* start TASK MATERIAL *

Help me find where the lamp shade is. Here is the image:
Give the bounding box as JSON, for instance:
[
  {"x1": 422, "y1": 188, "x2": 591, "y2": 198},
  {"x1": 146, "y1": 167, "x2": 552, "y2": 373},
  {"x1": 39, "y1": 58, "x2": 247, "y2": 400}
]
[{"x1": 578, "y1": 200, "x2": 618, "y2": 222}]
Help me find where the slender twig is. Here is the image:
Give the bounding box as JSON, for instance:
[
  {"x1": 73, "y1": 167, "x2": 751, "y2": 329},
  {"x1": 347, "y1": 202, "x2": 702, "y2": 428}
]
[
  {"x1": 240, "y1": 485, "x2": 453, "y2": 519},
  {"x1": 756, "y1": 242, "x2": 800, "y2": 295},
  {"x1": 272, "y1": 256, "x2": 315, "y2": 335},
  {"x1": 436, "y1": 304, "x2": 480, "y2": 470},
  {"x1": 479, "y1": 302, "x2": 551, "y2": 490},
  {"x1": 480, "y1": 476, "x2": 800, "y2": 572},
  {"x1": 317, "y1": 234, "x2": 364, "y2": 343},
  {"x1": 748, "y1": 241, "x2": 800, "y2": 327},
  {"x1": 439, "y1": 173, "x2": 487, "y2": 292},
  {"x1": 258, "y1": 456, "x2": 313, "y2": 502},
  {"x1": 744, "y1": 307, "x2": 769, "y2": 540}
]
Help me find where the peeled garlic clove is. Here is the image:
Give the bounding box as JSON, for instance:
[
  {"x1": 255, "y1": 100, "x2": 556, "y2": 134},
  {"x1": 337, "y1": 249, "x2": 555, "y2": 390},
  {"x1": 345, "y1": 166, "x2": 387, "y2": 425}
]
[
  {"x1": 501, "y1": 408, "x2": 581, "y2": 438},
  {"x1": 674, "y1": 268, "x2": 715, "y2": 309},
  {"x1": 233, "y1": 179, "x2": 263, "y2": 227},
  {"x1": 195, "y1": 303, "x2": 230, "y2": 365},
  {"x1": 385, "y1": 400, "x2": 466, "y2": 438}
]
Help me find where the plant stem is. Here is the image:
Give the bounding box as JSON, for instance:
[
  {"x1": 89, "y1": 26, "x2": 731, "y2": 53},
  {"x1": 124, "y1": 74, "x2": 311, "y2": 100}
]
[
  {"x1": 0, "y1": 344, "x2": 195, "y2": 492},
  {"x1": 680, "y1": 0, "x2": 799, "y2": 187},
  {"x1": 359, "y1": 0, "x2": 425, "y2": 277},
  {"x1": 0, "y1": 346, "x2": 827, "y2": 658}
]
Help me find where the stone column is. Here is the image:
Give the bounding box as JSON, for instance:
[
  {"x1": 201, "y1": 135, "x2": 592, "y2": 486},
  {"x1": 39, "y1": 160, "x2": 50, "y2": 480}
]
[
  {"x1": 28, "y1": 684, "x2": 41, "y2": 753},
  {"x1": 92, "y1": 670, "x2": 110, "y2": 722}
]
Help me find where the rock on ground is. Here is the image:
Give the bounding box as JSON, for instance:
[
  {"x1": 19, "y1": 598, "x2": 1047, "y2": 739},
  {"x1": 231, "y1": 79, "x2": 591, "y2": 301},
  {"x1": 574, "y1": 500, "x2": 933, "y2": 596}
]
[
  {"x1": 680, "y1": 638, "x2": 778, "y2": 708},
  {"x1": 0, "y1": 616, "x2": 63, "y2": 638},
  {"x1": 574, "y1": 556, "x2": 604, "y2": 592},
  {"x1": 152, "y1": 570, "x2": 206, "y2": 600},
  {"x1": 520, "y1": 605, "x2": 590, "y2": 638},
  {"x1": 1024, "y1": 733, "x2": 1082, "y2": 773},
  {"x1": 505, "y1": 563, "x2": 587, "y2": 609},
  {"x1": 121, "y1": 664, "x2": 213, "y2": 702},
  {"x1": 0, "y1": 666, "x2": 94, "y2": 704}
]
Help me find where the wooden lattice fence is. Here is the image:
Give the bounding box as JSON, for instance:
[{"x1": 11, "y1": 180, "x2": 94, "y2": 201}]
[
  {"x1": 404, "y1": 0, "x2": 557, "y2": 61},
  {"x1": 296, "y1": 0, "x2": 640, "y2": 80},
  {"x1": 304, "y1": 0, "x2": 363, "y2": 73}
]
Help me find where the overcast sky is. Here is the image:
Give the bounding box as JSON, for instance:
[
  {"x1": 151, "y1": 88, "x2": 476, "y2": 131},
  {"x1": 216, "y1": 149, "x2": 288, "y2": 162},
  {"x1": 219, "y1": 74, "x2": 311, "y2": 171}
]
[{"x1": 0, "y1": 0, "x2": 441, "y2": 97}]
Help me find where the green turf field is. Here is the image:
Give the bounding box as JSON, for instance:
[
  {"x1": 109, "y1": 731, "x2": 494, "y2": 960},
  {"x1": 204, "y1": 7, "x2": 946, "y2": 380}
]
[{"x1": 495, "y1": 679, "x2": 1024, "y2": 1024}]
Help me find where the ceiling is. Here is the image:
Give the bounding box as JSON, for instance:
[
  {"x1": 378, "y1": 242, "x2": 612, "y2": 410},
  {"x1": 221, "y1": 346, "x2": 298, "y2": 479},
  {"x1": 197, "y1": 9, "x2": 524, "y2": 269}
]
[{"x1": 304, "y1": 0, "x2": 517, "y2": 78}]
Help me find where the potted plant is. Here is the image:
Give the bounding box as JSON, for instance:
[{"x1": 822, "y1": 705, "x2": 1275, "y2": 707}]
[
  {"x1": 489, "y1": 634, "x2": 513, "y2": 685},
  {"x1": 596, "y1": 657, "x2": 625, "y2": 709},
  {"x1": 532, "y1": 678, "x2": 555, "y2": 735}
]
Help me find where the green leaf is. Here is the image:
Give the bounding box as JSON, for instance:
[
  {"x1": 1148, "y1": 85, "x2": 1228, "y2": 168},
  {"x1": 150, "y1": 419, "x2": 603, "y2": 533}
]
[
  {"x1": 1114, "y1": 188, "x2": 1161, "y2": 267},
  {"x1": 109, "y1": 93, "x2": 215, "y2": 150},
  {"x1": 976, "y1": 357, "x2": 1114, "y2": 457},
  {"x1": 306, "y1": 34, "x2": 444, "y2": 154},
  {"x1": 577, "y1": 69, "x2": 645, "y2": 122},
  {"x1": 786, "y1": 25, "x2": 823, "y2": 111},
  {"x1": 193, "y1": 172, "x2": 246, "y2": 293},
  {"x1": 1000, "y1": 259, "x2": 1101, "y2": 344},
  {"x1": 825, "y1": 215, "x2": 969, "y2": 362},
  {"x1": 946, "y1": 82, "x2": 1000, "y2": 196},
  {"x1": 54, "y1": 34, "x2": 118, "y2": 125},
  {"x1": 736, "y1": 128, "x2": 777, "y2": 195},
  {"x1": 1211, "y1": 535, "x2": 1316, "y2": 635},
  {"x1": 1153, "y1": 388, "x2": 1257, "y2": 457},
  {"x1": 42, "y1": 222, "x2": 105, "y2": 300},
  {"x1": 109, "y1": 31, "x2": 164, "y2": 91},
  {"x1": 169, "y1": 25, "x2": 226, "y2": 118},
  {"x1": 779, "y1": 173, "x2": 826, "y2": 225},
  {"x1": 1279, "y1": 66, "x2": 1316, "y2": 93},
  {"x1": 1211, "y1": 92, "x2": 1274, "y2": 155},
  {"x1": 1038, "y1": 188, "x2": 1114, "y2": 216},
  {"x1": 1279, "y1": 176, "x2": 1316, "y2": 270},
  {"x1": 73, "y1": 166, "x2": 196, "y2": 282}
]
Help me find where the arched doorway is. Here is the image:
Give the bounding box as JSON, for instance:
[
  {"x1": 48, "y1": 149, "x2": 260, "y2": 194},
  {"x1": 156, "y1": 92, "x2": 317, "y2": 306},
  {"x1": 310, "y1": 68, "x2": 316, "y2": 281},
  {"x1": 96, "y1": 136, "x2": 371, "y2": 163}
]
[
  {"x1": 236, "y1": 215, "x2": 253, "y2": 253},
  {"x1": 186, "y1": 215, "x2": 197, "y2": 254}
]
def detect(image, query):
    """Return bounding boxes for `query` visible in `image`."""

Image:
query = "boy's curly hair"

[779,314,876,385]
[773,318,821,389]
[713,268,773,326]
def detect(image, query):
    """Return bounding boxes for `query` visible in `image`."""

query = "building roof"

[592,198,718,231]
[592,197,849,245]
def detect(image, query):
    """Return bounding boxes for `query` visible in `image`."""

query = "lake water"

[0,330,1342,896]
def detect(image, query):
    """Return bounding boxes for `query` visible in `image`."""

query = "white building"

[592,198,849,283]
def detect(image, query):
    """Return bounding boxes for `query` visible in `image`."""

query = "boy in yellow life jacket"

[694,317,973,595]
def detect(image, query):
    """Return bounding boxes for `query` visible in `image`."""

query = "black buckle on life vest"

* end TASK MATERIAL *

» **WRITTEN INSTRUCTION**:
Find each line in the records that contains the word "plant" and copy those lines.

» **SOLUTION TO THE PROBLEM**:
Help me find where the plant stem is. Here is the image:
Help me find where the potted plant is. Here is the image:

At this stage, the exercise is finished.